Questions
a – According to the radiosurgery passage, what maximum tolerated single-fraction dose did RTOG 90-05 set for tumors 21–30 mm in diameter?
b – From the radiosurgery passage, return everything from "Single-fraction treatment forgoes" down to "established practice here.", copied word for word.

Passage for review
4.Reoxygenation, repopulation, and the immune question

Single-fraction treatment forgoes reoxygenation between fractions, so a hypoxic subpopulation may be relatively protected — one rationale some cite for a few-fraction regimen in larger or hypoxic targets. With a single session there is no meaningful tumor repopulation during treatment, removing the accelerated-repopulation concern of protracted courses. High-dose radiation also produces immunomodulatory effects (release of tumor antigens, interferon signaling, and the much-discussed but clinically inconsistent abscopal effect); these are an active research area in combination with immunotherapy and are covered, for brain metastases, on the disease pages rather than asserted as established practice here.

Part III

From Biology to Dose Selection

5.How doses are actually chosen

Because the models are imperfect at these doses, radiosurgical prescriptions are anchored empirically. The single most cited safety anchor is RTOG 90-05, which established maximum tolerated single-fraction doses by tumor diameter — 24 Gy for ≤ 20 mm, 18 Gy for 21–30 mm, and 15 Gy for 31–40 mm — in previously irradiated patients, and demonstrated that larger targets carry steeply higher toxicity. Disease-specific marginal doses (for example, 12–13 Gy for vestibular schwannoma, or 16–25 Gy depending on AVM size and eloquence) come from outcome series, not from BED calculation. When a target is too large or too close to a critical structure to treat safely in one fraction, the response is hypofractionation (typically 3–5 fractions), which trades some of the single-fraction vascular effect for improved normal-tissue tolerance — a pragmatic, evidence-guided compromise rather than a model-derived certainty. Normal-tissue tolerances for these regimens are compiled in HyTEC and AAPM TG-101 and applied on the planning and constraints page.

Source data
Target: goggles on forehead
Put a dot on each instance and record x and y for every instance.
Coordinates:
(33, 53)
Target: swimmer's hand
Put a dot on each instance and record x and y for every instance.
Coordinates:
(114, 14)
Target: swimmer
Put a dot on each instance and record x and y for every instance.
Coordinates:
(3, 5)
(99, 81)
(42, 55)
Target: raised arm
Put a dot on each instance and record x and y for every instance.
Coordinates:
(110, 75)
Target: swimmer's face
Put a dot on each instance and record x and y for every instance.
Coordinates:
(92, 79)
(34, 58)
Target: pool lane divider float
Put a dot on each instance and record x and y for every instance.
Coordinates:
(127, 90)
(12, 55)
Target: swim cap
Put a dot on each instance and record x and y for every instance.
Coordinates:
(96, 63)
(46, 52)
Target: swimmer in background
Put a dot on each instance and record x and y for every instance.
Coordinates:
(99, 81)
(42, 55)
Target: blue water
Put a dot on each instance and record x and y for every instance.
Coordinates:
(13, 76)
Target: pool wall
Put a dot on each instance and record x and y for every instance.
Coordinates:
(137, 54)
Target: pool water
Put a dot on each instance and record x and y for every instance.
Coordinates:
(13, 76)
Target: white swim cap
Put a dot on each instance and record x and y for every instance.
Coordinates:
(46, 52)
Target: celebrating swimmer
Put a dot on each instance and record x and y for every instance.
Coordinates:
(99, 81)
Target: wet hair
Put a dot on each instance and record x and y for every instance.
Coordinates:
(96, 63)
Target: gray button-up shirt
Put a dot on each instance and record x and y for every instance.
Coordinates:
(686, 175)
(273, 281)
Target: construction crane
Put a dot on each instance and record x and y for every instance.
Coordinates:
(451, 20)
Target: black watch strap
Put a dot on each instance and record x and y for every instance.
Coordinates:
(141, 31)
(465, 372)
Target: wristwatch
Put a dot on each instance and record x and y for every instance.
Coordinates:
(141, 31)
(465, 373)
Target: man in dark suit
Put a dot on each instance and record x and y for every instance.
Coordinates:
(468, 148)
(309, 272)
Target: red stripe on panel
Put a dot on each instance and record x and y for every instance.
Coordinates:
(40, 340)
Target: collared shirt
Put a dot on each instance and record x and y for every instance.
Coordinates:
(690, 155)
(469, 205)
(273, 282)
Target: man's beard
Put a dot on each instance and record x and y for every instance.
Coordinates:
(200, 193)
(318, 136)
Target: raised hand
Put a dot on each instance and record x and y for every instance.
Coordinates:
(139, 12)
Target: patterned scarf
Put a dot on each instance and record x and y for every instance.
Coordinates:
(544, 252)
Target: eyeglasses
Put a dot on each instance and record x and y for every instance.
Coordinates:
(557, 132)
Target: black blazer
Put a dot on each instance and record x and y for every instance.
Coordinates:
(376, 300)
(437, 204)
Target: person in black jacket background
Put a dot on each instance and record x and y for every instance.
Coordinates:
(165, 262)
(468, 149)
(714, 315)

Task-by-task results
a – 18 Gy

b –
Single-fraction treatment forgoes reoxygenation between fractions, so a hypoxic subpopulation may be relatively protected — one rationale some cite for a few-fraction regimen in larger or hypoxic targets. With a single session there is no meaningful tumor repopulation during treatment, removing the accelerated-repopulation concern of protracted courses. High-dose radiation also produces immunomodulatory effects (release of tumor antigens, interferon signaling, and the much-discussed but clinically inconsistent abscopal effect); these are an active research area in combination with immunotherapy and are covered, for brain metastases, on the disease pages rather than asserted as established practice here.